(Short task) Rewrite every line of the data between the lines holding "tag the handbag, one point per instance." and "<point>75,163</point>", inclusive, adding 110 to both coordinates of each answer point. Keep the sample points after "Each point like" unchanged.

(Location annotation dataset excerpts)
□ □ □ □
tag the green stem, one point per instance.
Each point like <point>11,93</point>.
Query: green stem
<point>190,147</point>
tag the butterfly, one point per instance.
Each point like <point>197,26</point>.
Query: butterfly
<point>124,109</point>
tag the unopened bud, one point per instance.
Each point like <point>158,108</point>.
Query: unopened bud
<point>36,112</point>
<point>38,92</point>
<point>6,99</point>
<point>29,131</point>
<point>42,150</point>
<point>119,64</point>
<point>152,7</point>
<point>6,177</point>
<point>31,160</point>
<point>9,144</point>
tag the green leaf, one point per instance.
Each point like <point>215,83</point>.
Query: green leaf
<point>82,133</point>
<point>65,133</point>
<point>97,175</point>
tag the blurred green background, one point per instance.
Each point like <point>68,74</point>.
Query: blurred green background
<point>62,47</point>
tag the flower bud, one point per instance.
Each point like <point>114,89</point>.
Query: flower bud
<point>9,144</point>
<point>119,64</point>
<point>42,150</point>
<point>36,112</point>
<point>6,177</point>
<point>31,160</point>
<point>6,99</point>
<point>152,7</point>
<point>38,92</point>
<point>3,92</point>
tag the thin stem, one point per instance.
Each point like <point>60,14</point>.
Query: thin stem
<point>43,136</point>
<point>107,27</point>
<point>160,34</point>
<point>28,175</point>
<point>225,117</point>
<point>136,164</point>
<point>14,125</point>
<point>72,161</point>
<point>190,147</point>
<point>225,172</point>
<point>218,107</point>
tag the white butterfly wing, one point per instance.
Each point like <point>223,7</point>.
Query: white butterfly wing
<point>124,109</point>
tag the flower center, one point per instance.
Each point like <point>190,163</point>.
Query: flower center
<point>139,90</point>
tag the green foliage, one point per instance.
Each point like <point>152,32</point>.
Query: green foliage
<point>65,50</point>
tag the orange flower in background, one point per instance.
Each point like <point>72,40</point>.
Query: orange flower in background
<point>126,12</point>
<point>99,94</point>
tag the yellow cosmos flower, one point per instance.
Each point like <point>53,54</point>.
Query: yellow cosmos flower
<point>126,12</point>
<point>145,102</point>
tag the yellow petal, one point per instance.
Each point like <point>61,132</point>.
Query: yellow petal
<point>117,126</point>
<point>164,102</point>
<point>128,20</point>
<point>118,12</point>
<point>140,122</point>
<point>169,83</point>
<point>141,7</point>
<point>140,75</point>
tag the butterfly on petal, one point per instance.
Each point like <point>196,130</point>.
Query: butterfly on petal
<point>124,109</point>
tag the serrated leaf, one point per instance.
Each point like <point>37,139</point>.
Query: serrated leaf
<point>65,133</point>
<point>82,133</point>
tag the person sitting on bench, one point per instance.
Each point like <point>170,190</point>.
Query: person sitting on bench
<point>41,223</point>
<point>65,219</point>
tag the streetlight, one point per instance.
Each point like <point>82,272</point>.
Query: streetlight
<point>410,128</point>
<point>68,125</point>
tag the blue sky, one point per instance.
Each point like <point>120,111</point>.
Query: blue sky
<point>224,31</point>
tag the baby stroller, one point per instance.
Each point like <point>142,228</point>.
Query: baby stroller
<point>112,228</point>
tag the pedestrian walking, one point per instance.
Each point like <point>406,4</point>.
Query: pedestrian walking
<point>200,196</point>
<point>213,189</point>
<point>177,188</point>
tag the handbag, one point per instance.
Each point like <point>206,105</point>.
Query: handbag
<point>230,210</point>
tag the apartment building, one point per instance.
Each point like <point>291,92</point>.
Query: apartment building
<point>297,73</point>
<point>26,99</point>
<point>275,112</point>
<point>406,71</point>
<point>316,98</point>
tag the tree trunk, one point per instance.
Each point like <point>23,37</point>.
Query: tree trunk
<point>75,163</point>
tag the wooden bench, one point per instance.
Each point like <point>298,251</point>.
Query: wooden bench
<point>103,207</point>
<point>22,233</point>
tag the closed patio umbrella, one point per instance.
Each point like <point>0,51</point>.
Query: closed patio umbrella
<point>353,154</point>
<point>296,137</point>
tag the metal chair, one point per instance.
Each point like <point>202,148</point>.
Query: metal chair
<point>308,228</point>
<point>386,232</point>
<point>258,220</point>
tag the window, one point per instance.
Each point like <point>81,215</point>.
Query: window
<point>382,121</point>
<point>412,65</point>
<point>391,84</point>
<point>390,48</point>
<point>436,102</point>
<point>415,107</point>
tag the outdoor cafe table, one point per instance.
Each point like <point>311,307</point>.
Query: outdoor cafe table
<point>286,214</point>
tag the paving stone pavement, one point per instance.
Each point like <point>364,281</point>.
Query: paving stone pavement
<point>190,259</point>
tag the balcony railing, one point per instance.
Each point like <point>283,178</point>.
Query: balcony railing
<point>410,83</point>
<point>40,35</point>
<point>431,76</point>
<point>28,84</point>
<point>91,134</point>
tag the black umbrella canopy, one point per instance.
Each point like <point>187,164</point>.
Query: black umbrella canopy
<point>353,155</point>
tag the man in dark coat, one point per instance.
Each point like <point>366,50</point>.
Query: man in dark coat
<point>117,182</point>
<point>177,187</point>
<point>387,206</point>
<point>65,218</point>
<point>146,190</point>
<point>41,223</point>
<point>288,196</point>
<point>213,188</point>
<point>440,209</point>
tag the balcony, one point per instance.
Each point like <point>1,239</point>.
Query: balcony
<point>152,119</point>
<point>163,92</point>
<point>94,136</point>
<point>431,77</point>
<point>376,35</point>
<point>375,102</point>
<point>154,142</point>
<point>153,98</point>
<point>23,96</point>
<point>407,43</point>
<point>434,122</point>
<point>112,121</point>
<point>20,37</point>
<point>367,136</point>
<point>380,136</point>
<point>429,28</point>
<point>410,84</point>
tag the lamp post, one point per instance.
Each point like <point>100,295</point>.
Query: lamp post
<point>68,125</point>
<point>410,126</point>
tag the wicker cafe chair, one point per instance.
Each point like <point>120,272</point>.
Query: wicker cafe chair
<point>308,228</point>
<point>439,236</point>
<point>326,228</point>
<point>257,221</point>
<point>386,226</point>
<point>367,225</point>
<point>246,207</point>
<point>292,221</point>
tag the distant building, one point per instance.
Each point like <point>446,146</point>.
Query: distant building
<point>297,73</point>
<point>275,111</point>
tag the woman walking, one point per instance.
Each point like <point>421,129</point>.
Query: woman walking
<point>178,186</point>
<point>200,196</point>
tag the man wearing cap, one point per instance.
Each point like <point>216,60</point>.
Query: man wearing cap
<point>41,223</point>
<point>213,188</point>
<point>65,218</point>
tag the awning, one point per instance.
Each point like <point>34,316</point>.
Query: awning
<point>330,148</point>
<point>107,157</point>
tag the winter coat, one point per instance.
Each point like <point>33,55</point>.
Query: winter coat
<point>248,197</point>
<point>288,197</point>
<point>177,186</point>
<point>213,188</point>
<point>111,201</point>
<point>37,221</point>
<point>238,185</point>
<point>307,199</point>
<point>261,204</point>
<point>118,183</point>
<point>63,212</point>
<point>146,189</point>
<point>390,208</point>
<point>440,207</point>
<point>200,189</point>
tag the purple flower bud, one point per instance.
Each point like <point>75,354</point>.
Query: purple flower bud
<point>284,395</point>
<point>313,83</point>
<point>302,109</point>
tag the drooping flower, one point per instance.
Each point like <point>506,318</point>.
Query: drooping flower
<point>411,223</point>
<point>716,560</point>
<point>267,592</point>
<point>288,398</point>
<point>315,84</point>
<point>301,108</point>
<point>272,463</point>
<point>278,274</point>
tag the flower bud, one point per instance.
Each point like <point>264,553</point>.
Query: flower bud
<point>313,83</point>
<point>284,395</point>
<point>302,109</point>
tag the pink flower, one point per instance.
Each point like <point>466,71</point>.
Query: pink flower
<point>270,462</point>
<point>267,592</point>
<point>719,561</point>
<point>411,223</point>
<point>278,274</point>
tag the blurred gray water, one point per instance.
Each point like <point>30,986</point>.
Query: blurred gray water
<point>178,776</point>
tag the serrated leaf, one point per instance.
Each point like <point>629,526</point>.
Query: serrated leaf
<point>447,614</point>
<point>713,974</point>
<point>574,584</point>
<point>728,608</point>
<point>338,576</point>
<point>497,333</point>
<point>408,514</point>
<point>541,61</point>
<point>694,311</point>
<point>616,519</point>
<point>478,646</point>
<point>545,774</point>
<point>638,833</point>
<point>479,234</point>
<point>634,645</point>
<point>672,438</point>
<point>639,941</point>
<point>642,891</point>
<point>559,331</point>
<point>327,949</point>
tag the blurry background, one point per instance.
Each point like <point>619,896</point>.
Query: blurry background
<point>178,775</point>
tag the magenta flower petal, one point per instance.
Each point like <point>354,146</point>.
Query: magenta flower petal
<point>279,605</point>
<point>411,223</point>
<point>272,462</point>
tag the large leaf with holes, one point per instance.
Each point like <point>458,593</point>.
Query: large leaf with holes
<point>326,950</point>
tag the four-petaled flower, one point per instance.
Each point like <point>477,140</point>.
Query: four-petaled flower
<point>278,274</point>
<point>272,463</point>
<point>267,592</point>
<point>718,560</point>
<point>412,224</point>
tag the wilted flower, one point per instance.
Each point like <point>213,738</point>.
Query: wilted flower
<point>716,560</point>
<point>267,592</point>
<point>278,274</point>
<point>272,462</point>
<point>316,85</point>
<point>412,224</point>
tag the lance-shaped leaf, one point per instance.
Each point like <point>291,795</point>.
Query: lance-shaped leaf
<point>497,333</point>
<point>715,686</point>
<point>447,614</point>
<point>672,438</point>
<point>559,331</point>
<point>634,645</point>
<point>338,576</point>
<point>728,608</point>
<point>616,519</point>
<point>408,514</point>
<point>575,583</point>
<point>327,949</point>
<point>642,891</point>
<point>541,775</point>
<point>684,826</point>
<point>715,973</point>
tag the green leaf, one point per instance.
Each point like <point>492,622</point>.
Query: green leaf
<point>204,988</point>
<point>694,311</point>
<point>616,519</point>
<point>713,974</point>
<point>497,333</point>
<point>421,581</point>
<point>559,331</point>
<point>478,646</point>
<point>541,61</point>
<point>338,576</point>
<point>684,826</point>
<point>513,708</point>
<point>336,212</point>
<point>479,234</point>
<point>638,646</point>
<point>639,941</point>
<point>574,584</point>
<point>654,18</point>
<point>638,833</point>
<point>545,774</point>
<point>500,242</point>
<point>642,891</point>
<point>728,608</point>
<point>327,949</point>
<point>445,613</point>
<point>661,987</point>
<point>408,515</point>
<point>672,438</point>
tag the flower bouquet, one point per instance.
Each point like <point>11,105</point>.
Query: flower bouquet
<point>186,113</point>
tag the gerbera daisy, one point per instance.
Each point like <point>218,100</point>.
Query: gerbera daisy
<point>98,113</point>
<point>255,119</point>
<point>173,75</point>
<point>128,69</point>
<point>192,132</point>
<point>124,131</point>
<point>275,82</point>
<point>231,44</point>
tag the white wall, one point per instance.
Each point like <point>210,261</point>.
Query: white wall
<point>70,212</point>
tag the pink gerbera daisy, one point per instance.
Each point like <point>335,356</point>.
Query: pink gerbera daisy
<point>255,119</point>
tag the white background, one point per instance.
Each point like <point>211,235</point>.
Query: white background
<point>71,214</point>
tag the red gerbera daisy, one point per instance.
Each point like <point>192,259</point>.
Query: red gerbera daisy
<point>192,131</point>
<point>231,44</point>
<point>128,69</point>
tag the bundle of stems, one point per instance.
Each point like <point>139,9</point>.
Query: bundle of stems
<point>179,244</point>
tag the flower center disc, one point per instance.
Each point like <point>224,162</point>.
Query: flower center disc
□ □ □ □
(Finished exercise)
tag the handbag, one point per instance.
Each point like <point>206,105</point>.
Query: handbag
<point>340,320</point>
tag the apartment building, one point per instance.
Each point like <point>291,92</point>.
Query: apartment building
<point>407,183</point>
<point>136,209</point>
<point>385,222</point>
<point>516,181</point>
<point>426,208</point>
tag the tree trunk, one point per instance.
Each point like <point>23,37</point>.
Query: tree trunk
<point>185,273</point>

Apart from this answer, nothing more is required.